[Start of section]

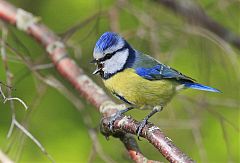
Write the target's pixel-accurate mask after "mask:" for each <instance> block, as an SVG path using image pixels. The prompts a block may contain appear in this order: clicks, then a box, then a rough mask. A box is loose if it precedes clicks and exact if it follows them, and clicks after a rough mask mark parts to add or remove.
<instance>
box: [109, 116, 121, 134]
mask: <svg viewBox="0 0 240 163" xmlns="http://www.w3.org/2000/svg"><path fill="white" fill-rule="evenodd" d="M121 115H122V112H121V111H118V112H117V113H116V114H115V115H113V116H112V117H111V119H110V120H109V123H108V126H109V129H110V131H111V132H112V131H113V124H114V122H115V121H116V119H117V118H119V117H121Z"/></svg>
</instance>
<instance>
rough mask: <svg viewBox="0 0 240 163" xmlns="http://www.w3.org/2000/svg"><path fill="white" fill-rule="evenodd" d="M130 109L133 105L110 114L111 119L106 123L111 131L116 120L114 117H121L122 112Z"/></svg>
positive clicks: (117, 117)
mask: <svg viewBox="0 0 240 163" xmlns="http://www.w3.org/2000/svg"><path fill="white" fill-rule="evenodd" d="M131 109H133V107H128V108H126V109H124V110H120V111H118V112H116V114H114V115H113V116H111V119H110V120H109V123H108V126H109V129H110V131H113V126H114V122H115V121H116V119H117V118H119V117H121V116H122V114H123V113H126V112H127V111H129V110H131Z"/></svg>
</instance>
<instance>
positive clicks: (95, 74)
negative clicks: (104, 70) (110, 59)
mask: <svg viewBox="0 0 240 163" xmlns="http://www.w3.org/2000/svg"><path fill="white" fill-rule="evenodd" d="M100 71H101V68H97V69H96V70H95V71H94V72H93V73H92V74H94V75H96V74H98V73H99V72H100Z"/></svg>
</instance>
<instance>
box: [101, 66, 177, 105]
mask: <svg viewBox="0 0 240 163" xmlns="http://www.w3.org/2000/svg"><path fill="white" fill-rule="evenodd" d="M103 81H104V84H105V86H106V87H107V88H108V89H109V90H110V91H111V92H115V93H117V94H119V95H120V96H122V97H124V98H125V99H126V100H127V101H129V102H130V103H132V104H134V105H136V106H138V107H143V106H156V105H161V106H164V105H166V104H167V103H168V102H169V101H170V100H171V98H172V97H173V95H174V94H175V92H176V83H175V82H172V81H170V80H164V79H163V80H153V81H150V80H147V79H144V78H142V77H141V76H139V75H137V74H136V73H135V70H134V69H131V68H128V69H125V70H124V71H122V72H119V73H117V74H115V75H114V76H112V77H110V78H109V79H107V80H103Z"/></svg>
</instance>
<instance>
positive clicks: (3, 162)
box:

[End of section]

JOB:
Return the material above in exact form. Pictures stay out.

EXERCISE RESULT:
Write the target's pixel-accurate mask after "mask:" for each <instance> block, as an SVG path using image pixels. The prompts a block may contain appear in this order: clicks, then a box, then a rough mask. A box is loose if it precedes clicks and exact if it follows them, and clicks after a rough mask mark parts to add or remove.
<instance>
box: [109, 116, 121, 134]
mask: <svg viewBox="0 0 240 163" xmlns="http://www.w3.org/2000/svg"><path fill="white" fill-rule="evenodd" d="M121 115H122V112H121V111H118V112H117V113H116V114H115V115H113V116H112V117H111V119H110V120H109V123H108V126H109V129H110V131H111V132H112V131H113V124H114V122H115V121H116V119H117V118H119V117H121Z"/></svg>
</instance>
<instance>
rough mask: <svg viewBox="0 0 240 163" xmlns="http://www.w3.org/2000/svg"><path fill="white" fill-rule="evenodd" d="M130 109L133 105L110 114L111 119L106 123L111 131L116 120L114 117H121L122 112Z"/></svg>
positive clicks: (117, 117)
mask: <svg viewBox="0 0 240 163" xmlns="http://www.w3.org/2000/svg"><path fill="white" fill-rule="evenodd" d="M131 109H133V107H128V108H126V109H124V110H120V111H118V112H116V114H114V115H113V116H111V119H110V120H109V123H108V126H109V129H110V131H113V126H114V122H115V121H116V119H117V118H119V117H121V116H122V114H123V113H126V112H127V111H129V110H131Z"/></svg>
</instance>
<instance>
positive clicks: (95, 74)
negative clicks: (104, 70) (110, 59)
mask: <svg viewBox="0 0 240 163" xmlns="http://www.w3.org/2000/svg"><path fill="white" fill-rule="evenodd" d="M100 71H101V68H97V69H96V70H95V71H94V72H93V73H92V74H94V75H96V74H98V73H99V72H100Z"/></svg>
</instance>
<instance>
box: [101, 66, 177, 105]
mask: <svg viewBox="0 0 240 163" xmlns="http://www.w3.org/2000/svg"><path fill="white" fill-rule="evenodd" d="M103 81H104V84H105V86H106V87H107V88H108V89H109V90H110V91H111V92H115V93H117V94H119V95H120V96H122V97H124V98H125V99H126V100H127V101H129V102H130V103H132V104H134V105H136V106H138V107H143V106H156V105H161V106H164V105H166V104H167V103H168V102H169V101H170V100H171V98H172V97H173V95H174V94H175V92H176V83H175V82H172V81H170V80H164V79H163V80H153V81H150V80H147V79H144V78H142V77H141V76H139V75H137V74H136V73H135V70H134V69H131V68H128V69H125V70H124V71H122V72H119V73H117V74H115V75H114V76H112V77H110V78H109V79H107V80H103Z"/></svg>
</instance>
<instance>
positive clicks: (3, 162)
box:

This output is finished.